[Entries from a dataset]
********************

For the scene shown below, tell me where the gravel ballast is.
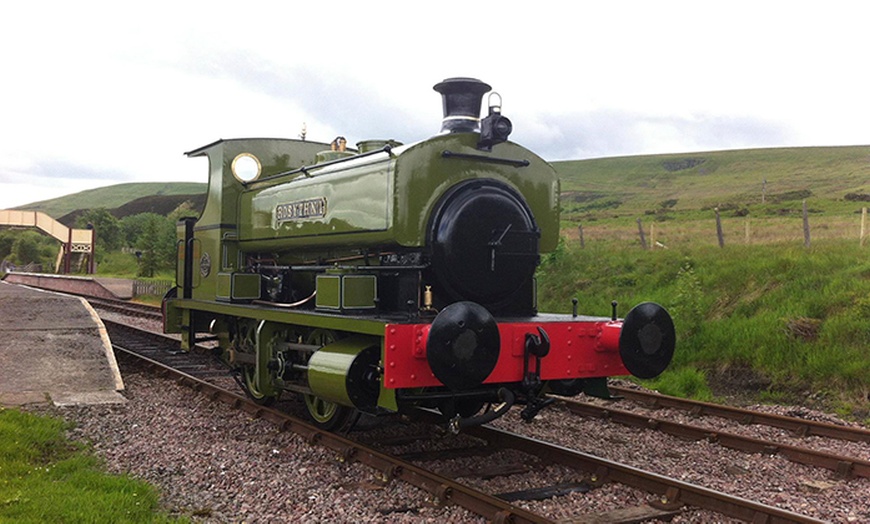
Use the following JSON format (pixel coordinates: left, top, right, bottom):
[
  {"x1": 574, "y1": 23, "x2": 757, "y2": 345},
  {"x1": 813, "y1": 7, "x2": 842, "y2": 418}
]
[{"x1": 51, "y1": 310, "x2": 870, "y2": 523}]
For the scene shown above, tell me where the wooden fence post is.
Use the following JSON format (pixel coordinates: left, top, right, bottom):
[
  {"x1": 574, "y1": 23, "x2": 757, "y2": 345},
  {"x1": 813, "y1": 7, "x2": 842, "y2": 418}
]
[
  {"x1": 715, "y1": 207, "x2": 725, "y2": 247},
  {"x1": 858, "y1": 207, "x2": 867, "y2": 246},
  {"x1": 637, "y1": 218, "x2": 647, "y2": 249},
  {"x1": 804, "y1": 200, "x2": 810, "y2": 247}
]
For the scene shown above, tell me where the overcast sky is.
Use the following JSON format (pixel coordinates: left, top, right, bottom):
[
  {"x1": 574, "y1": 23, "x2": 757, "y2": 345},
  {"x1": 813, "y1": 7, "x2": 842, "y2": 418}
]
[{"x1": 0, "y1": 0, "x2": 870, "y2": 209}]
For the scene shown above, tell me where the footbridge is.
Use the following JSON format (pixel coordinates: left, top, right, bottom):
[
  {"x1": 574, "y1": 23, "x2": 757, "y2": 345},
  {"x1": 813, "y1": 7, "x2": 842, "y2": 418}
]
[{"x1": 0, "y1": 209, "x2": 95, "y2": 274}]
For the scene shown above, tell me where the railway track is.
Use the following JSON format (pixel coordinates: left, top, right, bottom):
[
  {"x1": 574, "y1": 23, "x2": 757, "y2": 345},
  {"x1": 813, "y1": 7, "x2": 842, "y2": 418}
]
[
  {"x1": 100, "y1": 321, "x2": 820, "y2": 523},
  {"x1": 563, "y1": 399, "x2": 870, "y2": 478}
]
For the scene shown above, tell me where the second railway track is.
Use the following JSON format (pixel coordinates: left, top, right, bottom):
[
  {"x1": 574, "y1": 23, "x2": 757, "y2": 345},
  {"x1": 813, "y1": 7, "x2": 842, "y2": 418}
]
[{"x1": 107, "y1": 321, "x2": 836, "y2": 522}]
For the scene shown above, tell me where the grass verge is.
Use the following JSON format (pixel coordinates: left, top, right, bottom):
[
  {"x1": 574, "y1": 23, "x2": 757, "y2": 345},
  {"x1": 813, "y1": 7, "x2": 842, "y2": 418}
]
[{"x1": 0, "y1": 409, "x2": 181, "y2": 523}]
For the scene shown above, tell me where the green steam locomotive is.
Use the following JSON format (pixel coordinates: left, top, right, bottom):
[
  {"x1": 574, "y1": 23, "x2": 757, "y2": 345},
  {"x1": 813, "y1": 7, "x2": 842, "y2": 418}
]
[{"x1": 164, "y1": 78, "x2": 675, "y2": 430}]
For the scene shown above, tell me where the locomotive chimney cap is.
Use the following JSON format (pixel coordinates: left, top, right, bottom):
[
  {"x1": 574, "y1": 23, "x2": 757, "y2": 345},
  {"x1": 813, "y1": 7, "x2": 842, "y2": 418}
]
[{"x1": 433, "y1": 77, "x2": 492, "y2": 133}]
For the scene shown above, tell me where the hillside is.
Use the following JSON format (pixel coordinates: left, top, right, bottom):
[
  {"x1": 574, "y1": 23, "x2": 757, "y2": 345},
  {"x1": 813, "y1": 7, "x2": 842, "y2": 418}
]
[
  {"x1": 553, "y1": 146, "x2": 870, "y2": 217},
  {"x1": 15, "y1": 182, "x2": 208, "y2": 219}
]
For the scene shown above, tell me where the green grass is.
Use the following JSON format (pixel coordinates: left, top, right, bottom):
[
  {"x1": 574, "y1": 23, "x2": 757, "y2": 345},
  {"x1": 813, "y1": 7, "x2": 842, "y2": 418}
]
[
  {"x1": 0, "y1": 409, "x2": 184, "y2": 523},
  {"x1": 538, "y1": 241, "x2": 870, "y2": 418}
]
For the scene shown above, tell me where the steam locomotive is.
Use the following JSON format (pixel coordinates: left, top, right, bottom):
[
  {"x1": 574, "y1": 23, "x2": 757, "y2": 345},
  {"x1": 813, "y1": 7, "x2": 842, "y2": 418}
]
[{"x1": 163, "y1": 78, "x2": 675, "y2": 430}]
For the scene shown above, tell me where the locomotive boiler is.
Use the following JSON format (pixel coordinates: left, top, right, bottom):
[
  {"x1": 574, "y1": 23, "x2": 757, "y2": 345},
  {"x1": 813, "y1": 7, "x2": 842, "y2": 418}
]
[{"x1": 164, "y1": 78, "x2": 675, "y2": 430}]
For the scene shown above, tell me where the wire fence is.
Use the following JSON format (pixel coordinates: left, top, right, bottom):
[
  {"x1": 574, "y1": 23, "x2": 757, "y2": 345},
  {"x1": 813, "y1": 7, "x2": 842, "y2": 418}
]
[{"x1": 563, "y1": 203, "x2": 870, "y2": 249}]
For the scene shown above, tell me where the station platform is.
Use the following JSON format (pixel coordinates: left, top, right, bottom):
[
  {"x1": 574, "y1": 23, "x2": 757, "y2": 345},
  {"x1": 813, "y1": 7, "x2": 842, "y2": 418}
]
[{"x1": 0, "y1": 281, "x2": 126, "y2": 406}]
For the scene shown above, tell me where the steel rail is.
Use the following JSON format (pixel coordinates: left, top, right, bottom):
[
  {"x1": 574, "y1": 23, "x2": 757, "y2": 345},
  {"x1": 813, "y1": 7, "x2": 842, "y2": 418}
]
[
  {"x1": 562, "y1": 400, "x2": 870, "y2": 477},
  {"x1": 610, "y1": 386, "x2": 870, "y2": 442},
  {"x1": 109, "y1": 322, "x2": 823, "y2": 524},
  {"x1": 113, "y1": 338, "x2": 554, "y2": 524},
  {"x1": 467, "y1": 426, "x2": 824, "y2": 524}
]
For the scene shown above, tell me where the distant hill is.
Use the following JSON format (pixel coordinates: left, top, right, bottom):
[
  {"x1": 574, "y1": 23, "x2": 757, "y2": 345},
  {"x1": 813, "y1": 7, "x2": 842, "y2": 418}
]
[
  {"x1": 57, "y1": 193, "x2": 205, "y2": 227},
  {"x1": 15, "y1": 182, "x2": 208, "y2": 222},
  {"x1": 8, "y1": 146, "x2": 870, "y2": 229},
  {"x1": 553, "y1": 146, "x2": 870, "y2": 216}
]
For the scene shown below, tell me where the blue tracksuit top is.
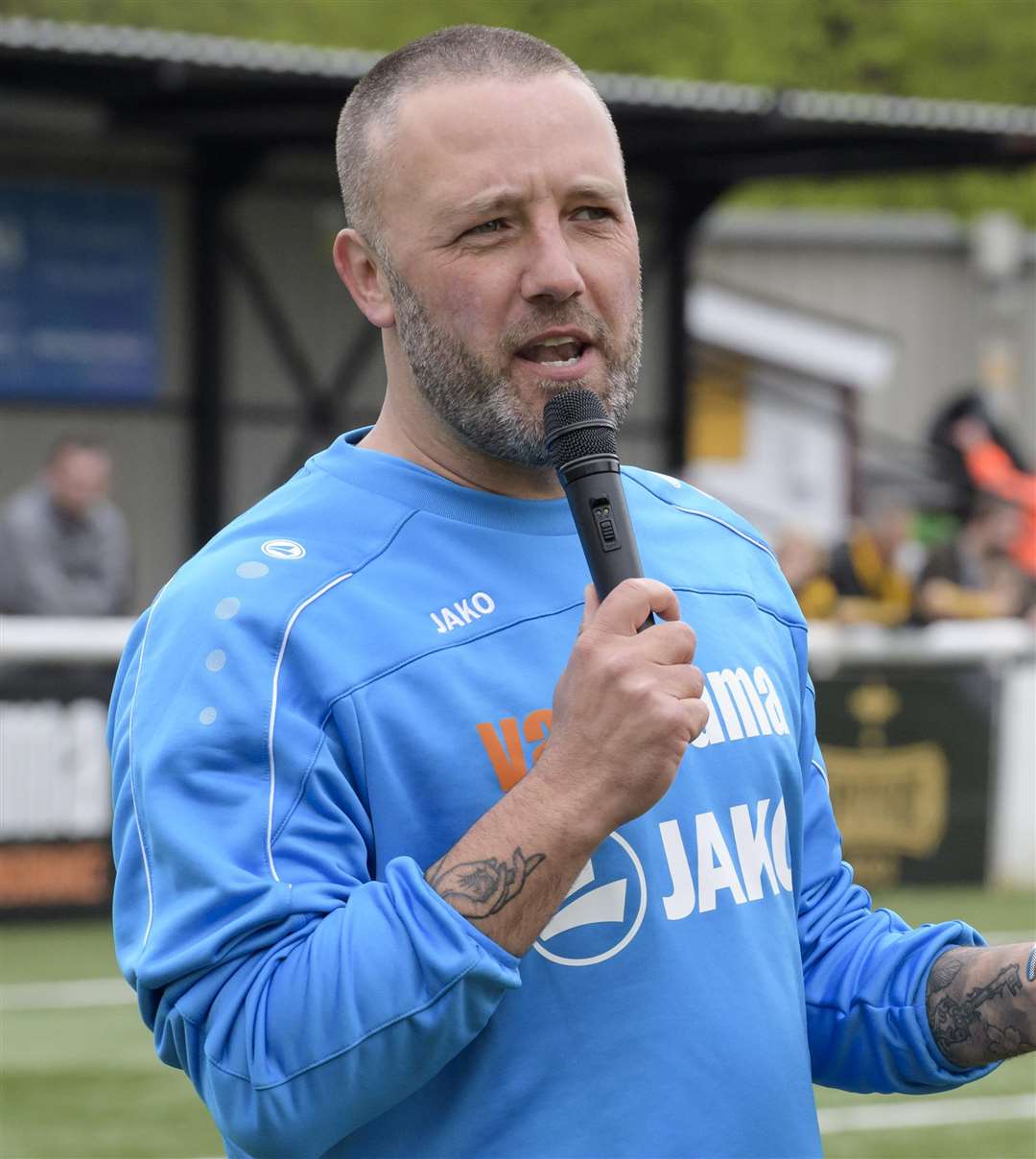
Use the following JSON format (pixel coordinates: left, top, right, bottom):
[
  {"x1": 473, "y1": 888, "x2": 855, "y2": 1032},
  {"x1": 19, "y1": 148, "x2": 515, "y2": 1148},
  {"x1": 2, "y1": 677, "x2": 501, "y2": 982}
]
[{"x1": 109, "y1": 431, "x2": 985, "y2": 1159}]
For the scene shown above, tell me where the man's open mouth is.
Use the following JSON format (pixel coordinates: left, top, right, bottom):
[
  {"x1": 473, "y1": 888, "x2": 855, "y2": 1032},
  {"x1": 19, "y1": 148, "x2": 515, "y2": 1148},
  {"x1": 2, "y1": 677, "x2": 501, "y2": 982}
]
[{"x1": 518, "y1": 336, "x2": 587, "y2": 367}]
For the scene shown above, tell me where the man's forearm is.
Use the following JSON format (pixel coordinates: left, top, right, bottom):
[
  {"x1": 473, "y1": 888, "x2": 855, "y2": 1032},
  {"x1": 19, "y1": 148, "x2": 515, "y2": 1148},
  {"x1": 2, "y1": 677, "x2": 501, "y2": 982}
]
[
  {"x1": 424, "y1": 755, "x2": 605, "y2": 958},
  {"x1": 927, "y1": 942, "x2": 1036, "y2": 1066}
]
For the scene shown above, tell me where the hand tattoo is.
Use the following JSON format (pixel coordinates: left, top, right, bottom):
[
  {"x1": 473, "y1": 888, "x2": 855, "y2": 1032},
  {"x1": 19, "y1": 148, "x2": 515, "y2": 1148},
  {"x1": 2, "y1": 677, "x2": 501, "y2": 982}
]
[
  {"x1": 926, "y1": 947, "x2": 1036, "y2": 1066},
  {"x1": 427, "y1": 847, "x2": 546, "y2": 918}
]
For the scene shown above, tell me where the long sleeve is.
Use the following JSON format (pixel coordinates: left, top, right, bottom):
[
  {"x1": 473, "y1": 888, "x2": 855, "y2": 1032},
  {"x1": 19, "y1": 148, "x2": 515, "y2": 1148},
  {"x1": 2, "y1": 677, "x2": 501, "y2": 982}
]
[
  {"x1": 109, "y1": 580, "x2": 518, "y2": 1157},
  {"x1": 798, "y1": 686, "x2": 992, "y2": 1094}
]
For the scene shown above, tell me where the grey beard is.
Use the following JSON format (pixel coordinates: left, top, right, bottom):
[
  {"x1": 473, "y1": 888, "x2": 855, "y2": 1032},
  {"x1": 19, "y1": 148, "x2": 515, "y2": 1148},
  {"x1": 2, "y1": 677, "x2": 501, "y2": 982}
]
[{"x1": 380, "y1": 254, "x2": 643, "y2": 467}]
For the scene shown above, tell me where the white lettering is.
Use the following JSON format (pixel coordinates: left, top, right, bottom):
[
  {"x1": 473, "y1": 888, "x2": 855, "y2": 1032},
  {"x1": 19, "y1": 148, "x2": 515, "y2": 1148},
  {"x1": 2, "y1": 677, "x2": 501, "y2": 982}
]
[
  {"x1": 453, "y1": 600, "x2": 483, "y2": 624},
  {"x1": 730, "y1": 797, "x2": 780, "y2": 902},
  {"x1": 708, "y1": 668, "x2": 770, "y2": 741},
  {"x1": 472, "y1": 591, "x2": 496, "y2": 615},
  {"x1": 441, "y1": 607, "x2": 463, "y2": 631},
  {"x1": 658, "y1": 820, "x2": 695, "y2": 921},
  {"x1": 695, "y1": 813, "x2": 746, "y2": 913},
  {"x1": 752, "y1": 664, "x2": 788, "y2": 736},
  {"x1": 769, "y1": 797, "x2": 792, "y2": 892},
  {"x1": 428, "y1": 591, "x2": 496, "y2": 635}
]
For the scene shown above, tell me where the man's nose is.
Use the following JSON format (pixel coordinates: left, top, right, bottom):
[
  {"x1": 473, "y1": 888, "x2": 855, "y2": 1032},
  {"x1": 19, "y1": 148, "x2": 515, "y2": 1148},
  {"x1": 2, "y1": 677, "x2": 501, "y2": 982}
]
[{"x1": 522, "y1": 226, "x2": 586, "y2": 301}]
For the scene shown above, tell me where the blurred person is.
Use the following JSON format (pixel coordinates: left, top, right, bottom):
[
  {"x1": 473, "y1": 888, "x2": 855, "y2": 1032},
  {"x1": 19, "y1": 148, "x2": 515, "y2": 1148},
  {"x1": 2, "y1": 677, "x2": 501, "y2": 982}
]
[
  {"x1": 917, "y1": 495, "x2": 1032, "y2": 623},
  {"x1": 949, "y1": 414, "x2": 1036, "y2": 580},
  {"x1": 0, "y1": 435, "x2": 132, "y2": 615},
  {"x1": 103, "y1": 26, "x2": 1036, "y2": 1157},
  {"x1": 831, "y1": 490, "x2": 913, "y2": 628},
  {"x1": 774, "y1": 530, "x2": 837, "y2": 620}
]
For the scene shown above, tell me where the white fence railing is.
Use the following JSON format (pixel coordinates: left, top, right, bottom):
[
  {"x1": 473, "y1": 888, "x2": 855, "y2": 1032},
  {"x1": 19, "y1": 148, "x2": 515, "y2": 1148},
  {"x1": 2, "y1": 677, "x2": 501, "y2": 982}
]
[{"x1": 0, "y1": 617, "x2": 1036, "y2": 887}]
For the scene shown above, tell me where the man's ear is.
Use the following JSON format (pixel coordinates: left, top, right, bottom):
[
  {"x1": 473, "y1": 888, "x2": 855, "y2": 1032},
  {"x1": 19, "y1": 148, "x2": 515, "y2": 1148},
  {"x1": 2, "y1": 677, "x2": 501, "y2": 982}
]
[{"x1": 334, "y1": 229, "x2": 395, "y2": 330}]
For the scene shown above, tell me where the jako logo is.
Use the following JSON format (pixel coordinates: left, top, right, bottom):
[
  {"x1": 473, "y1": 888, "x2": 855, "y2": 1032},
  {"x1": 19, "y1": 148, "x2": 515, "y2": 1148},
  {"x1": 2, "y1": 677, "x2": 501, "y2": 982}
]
[
  {"x1": 428, "y1": 591, "x2": 496, "y2": 633},
  {"x1": 533, "y1": 834, "x2": 648, "y2": 965}
]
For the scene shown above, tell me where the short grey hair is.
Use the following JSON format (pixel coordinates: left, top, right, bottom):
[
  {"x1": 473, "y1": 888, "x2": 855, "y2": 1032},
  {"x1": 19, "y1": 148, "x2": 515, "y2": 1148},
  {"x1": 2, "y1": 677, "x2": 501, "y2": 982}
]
[{"x1": 335, "y1": 24, "x2": 618, "y2": 260}]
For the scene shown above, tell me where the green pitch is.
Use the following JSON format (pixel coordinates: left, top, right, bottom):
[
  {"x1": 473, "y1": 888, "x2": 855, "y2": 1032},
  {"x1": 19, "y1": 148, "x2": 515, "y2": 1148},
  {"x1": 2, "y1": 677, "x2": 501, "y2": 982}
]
[{"x1": 0, "y1": 889, "x2": 1036, "y2": 1159}]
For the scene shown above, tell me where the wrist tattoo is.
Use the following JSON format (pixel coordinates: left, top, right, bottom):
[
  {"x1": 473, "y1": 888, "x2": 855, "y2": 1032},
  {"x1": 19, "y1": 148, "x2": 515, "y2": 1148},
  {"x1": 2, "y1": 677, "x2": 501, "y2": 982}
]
[
  {"x1": 427, "y1": 846, "x2": 546, "y2": 918},
  {"x1": 926, "y1": 948, "x2": 1034, "y2": 1066}
]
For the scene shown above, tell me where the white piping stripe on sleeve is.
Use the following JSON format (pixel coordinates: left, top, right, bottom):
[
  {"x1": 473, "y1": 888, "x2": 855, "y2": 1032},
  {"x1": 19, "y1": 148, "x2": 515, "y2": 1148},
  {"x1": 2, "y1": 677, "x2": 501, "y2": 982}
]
[
  {"x1": 267, "y1": 572, "x2": 352, "y2": 881},
  {"x1": 673, "y1": 503, "x2": 776, "y2": 559},
  {"x1": 128, "y1": 584, "x2": 169, "y2": 949}
]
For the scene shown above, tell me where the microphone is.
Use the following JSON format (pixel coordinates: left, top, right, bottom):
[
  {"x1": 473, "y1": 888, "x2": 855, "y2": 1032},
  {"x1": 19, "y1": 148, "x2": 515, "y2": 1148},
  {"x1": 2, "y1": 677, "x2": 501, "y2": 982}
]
[{"x1": 544, "y1": 390, "x2": 655, "y2": 631}]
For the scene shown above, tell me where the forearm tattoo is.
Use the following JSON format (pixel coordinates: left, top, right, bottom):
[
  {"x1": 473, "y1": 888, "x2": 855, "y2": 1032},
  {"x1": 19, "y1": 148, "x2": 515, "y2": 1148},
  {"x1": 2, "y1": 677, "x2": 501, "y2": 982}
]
[
  {"x1": 926, "y1": 947, "x2": 1036, "y2": 1066},
  {"x1": 427, "y1": 847, "x2": 546, "y2": 918}
]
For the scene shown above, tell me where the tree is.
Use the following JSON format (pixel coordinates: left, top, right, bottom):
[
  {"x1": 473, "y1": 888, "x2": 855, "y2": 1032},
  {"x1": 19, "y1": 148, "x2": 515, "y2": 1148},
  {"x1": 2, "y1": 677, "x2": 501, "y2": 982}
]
[{"x1": 8, "y1": 0, "x2": 1036, "y2": 225}]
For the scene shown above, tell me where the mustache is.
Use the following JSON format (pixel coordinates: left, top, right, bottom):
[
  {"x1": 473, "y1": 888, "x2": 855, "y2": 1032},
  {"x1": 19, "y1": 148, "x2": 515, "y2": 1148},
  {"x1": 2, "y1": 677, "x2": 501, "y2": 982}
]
[{"x1": 501, "y1": 303, "x2": 612, "y2": 355}]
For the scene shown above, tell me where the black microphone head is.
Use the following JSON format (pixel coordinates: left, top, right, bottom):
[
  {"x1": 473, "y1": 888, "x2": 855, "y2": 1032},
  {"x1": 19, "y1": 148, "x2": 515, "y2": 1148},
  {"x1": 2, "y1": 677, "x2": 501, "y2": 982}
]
[{"x1": 544, "y1": 390, "x2": 619, "y2": 472}]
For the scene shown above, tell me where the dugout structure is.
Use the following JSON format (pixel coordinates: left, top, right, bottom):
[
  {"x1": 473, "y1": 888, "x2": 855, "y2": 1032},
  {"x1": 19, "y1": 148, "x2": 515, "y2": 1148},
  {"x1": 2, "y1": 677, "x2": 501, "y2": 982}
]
[{"x1": 0, "y1": 17, "x2": 1036, "y2": 580}]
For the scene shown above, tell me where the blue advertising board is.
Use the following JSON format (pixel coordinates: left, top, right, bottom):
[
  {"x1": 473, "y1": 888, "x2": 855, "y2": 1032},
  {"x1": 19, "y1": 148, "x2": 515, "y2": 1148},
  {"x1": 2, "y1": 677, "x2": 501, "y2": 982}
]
[{"x1": 0, "y1": 184, "x2": 161, "y2": 405}]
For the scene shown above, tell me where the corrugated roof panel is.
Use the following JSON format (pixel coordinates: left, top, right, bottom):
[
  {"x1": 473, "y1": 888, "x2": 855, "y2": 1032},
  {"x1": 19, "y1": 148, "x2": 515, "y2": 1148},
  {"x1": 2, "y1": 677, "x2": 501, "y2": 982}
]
[{"x1": 0, "y1": 16, "x2": 1036, "y2": 137}]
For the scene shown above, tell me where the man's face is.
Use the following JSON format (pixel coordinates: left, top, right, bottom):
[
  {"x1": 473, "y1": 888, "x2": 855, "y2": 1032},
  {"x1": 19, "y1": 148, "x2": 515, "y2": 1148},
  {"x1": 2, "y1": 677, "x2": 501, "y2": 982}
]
[
  {"x1": 368, "y1": 74, "x2": 641, "y2": 466},
  {"x1": 46, "y1": 446, "x2": 111, "y2": 519}
]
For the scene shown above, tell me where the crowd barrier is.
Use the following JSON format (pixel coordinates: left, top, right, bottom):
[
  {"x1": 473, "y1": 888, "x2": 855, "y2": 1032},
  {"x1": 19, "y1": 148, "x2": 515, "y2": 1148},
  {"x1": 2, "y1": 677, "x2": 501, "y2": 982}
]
[{"x1": 0, "y1": 617, "x2": 1036, "y2": 914}]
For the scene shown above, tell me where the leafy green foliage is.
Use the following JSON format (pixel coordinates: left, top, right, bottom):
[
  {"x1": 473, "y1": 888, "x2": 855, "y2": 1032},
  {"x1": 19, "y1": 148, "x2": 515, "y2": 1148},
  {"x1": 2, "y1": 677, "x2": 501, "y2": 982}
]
[{"x1": 0, "y1": 0, "x2": 1036, "y2": 225}]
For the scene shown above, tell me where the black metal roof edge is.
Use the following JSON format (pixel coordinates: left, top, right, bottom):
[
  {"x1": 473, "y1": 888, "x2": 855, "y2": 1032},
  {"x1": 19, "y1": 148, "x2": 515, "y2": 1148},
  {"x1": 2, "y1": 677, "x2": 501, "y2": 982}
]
[{"x1": 0, "y1": 16, "x2": 1036, "y2": 137}]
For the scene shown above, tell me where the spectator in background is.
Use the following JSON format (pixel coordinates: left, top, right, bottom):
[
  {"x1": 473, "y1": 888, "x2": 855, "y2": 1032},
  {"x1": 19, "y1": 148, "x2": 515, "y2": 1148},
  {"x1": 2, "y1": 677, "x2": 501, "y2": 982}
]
[
  {"x1": 917, "y1": 495, "x2": 1031, "y2": 623},
  {"x1": 775, "y1": 530, "x2": 837, "y2": 620},
  {"x1": 831, "y1": 492, "x2": 913, "y2": 628},
  {"x1": 949, "y1": 414, "x2": 1036, "y2": 580},
  {"x1": 0, "y1": 436, "x2": 132, "y2": 615}
]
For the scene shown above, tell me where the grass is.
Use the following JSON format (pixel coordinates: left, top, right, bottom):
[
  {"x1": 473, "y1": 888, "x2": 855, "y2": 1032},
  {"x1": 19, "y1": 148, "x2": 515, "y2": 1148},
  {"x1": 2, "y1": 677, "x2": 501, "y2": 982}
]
[{"x1": 0, "y1": 887, "x2": 1036, "y2": 1159}]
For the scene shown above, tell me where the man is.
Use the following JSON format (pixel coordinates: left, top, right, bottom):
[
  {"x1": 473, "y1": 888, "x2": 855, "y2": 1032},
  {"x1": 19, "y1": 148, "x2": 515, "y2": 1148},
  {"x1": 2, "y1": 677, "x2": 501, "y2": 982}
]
[
  {"x1": 831, "y1": 490, "x2": 913, "y2": 628},
  {"x1": 949, "y1": 414, "x2": 1036, "y2": 580},
  {"x1": 917, "y1": 492, "x2": 1031, "y2": 623},
  {"x1": 0, "y1": 436, "x2": 132, "y2": 615},
  {"x1": 111, "y1": 27, "x2": 1034, "y2": 1157}
]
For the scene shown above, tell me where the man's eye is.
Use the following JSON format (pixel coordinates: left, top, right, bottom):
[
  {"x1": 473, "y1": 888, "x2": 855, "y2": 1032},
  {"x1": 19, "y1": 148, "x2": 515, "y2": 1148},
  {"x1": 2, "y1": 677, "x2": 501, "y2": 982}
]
[{"x1": 468, "y1": 218, "x2": 506, "y2": 234}]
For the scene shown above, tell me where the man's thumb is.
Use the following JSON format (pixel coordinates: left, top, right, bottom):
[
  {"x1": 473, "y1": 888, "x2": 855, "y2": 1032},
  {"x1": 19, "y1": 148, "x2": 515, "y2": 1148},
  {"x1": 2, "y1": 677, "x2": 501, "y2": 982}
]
[{"x1": 579, "y1": 583, "x2": 600, "y2": 631}]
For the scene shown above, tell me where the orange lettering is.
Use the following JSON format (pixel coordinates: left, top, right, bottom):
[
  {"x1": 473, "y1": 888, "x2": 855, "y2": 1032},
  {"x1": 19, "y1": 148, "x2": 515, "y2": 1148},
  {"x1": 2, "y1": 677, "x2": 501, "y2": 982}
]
[{"x1": 475, "y1": 717, "x2": 529, "y2": 792}]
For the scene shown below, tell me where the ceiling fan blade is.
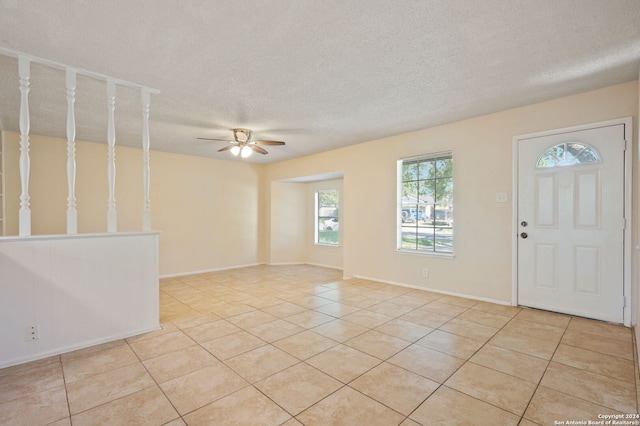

********************

**Stated problem**
Select every line in the entries above that contains the word "tattoo". Case counts.

**Written response**
For the scene shown above, tell me where the hand tattoo is.
For the scene shown above, tell me where the wrist tattoo is.
For the scene shown above, tell me where the forearm tattoo is.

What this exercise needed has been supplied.